▸ EXTRACT TO READ:
Synchronous
The synchronous endpoint processes the entire input and returns a single audio payload—ideal for short prompts, notifications, or background jobs that do not require streaming.
Quick Example
$ curl --request POST "https://f.cluster.resemble.ai/synthesize" \ > -H "Authorization: YOUR_API_KEY" \ > -H "Content-Type: application/json" \ > -H "Accept-Encoding: gzip" \ > --data '{ > "voice_uuid": "55592656", > "data": "Hello from Resemble!", > "sample_rate": 48000, > "output_format": "wav" > }'
Decode the audio_content field from base64 to retrieve the raw audio bytes.

▸ DIRECTIONS:
(A) From the page on the synchronous endpoint, reproduce the passage that begins at the words "Quick Example" and stops after the words "raw audio bytes.".
(B) According to the page on the synchronous endpoint, which field must be decoded from base64 to get the raw audio bytes?

▸ GIVEN ENTRIES:
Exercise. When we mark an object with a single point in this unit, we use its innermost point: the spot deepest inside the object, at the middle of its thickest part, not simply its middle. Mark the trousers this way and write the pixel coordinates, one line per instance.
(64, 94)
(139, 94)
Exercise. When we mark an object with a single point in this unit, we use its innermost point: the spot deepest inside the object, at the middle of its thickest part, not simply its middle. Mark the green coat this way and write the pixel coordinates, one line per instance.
==
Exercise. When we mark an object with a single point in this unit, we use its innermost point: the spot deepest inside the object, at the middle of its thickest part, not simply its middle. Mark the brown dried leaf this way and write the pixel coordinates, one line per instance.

▸ COMPLETE ANSWERS:
(A)
Quick Example
$ curl --request POST "https://f.cluster.resemble.ai/synthesize" \ > -H "Authorization: YOUR_API_KEY" \ > -H "Content-Type: application/json" \ > -H "Accept-Encoding: gzip" \ > --data '{ > "voice_uuid": "55592656", > "data": "Hello from Resemble!", > "sample_rate": 48000, > "output_format": "wav" > }'
Decode the audio_content field from base64 to retrieve the raw audio bytes.

(B) The audio_content field.